(Уходят).
Это та самая напыщенность, которую высмеивали Шекспир, Бен Джонсон и Нэш. Отсюда далеко даже до "Тамерлана"[543], абсурдность доведена до такой степени, что не может восприниматься даже как пародия на Сенеку, но зато в метрике есть что-то сенекианское. От этого стиха еще очень долгий путь до мелодичности таких пассажей:
Спешит любимая походкой легкой лани
И в волосах своих несет мои желанья[544].
или
Привет, мой сын; что за фиалки ныне
Устлали заново подол весны зеленой?[545]
или
Но вот и утро, рыжий плащ накинув,
Ступает по росе восточных гор…[546]
Перевод М. Лозинского
Путь, таким образом, оказался долог до лирической фазы белого стиха; пока Шекспир не произвел работу по дифференциации стиха внутри драмы, стих этот целиком принадлежал первой, декламационной фазе. Йо сама декламация, хотя бы по своему первоначальному импульсу, если не по результату, была исключительно сенекианской; прогресс был достигнут не в результате ее отрицания, но в результате дифференцирования внутри подобного рода стиха, после чего каждый конечный продукт стал обладать своим особым качеством.
Следующая ступень также была достигнута с помощью приема, взятого у Сенеки. Некоторые ученые, в частности Батлер, привлекли внимание к характерному для Сенеки повторению одного слова из предыдущего предложения в предложении, следующим за ним, особенно при стихомифии, т. е. когда фраза одного из участников диалога подхватывается и переиначивается другим. Это был эффектный сценический прием, однако есть здесь и кое-что другое: перебивка одного ритмического рисунка — другим.
Sceptrone nostro famulus est potior tibi?
Quot iste famulus tradidit reges neci.
Cur ergo regi servit et patitur iugum?
Раб для тебя жезла дороже царского?
О, сколько раб жестоких истребил царей!
Что ж у царя ярмо он носит рабское?
"Геркулес", перевод С. Ошерова
Сенека к тому же достигает удвоения этой схемы, разбивая строки на минимальные антифоны:
Rex est timendus.
Rex meus fuerat pater.
Non metuis arma?
Sint licet terra edita.
Moriere.
Cupio.
Profuge.
Paenituit fugae.
Medea,
Fiam.

▸ ФРАГМЕНТ ДАННЫХ
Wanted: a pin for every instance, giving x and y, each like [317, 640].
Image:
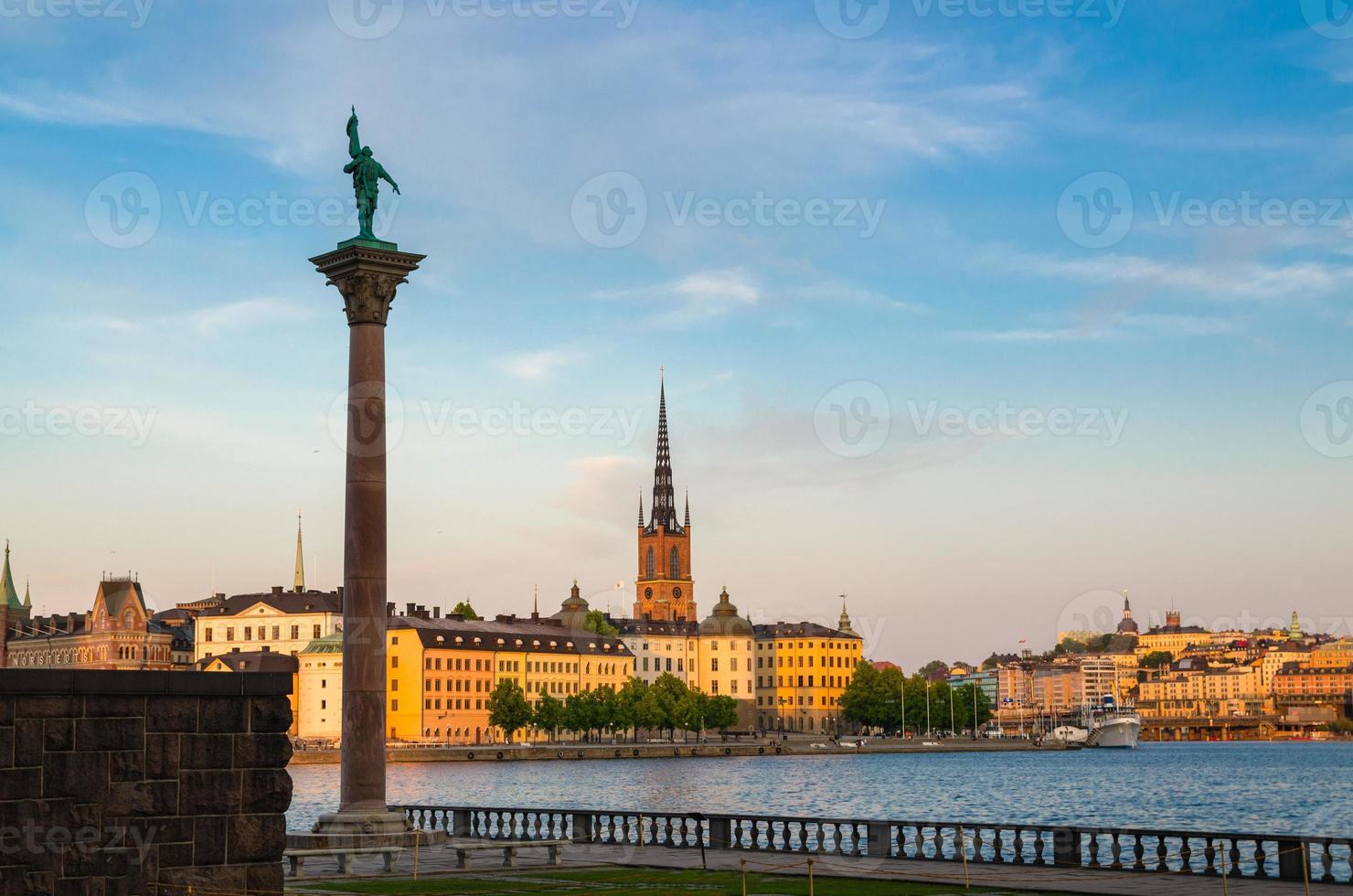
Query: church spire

▸ ЗАДАНИЯ
**a.** Перечислите, пожалуйста, всех, кто, согласно отрывку о Сенеке, высмеивал напыщенность.
**b.** Продолжите отрывок о Сенеке, начав сразу после его последней строки.

▸ ОТВЕТЫ
**a.** Шекспир, Бен Джонсон, Нэш.

**b.**
Mater es.
Cui simvides.
(Medea, 168 ff.)
Но страшен царь.
— Отец мой тоже царь.
Войска…
— Не страшны, пусть хоть из земли взойдут.
Погибнешь!
— Смерть зову.
— Беги!
— Закаялась.
Медея!
— Стану ею.
— Дети…
— Вспомни, чьи.
Перевод С. Ошерова
Не только Марло, но даже люди с меньшей, чем он, ученостью и меньшим даром к употреблению слов не могли бы не вынести из этого определенные уроки. Во всяком случае, я уверен, что изучение Сенеки сыграло свою роль в таком построении стиха:
Зачем бесчестить? Царская в ней кровь!
Чтоб жизнь ее спасти, я отрекусь.
Но эта кровь — ей лучшая защита.
За эту кровь ее погибли братья[547].
Перевод А. Радловой
Отсюда лишь шаг (несколькими строками далее) до каламбура: "Племянники, чей дядя уничтожает собственное племя[548]." Некоторые эффекты в таких пьесах, как "Ричард II" и "Ричард III", явно восходят к образцам, более ранним, чем Марло, например:
Эдвард, мой сын, был Ричардом убит;
И Генрих, муж мой, Ричардом убит;
И твой Эдвард был Ричардом убит;
И Ричард твой был Ричардом убит[549].
Перевод А. Радловой
То же самое мы видим и в "Локрине":
Борей, взвихрившись, ждет суровой мести,
Искал вершины ждут жестокой мести,
Чащоба леса ждет ужасной мести.
Но уже в следующих строках, описывающих сон Кларенса, мы видим необыкновенный прогресс по сравнению с "Локрином" в умении использовать набор инфернальных образов:
Тут буря началась в моей душе,
И будто мрачный лодочник, воспетый
Поэтами, через поток печальный
Меня в край вечной ночи перевез.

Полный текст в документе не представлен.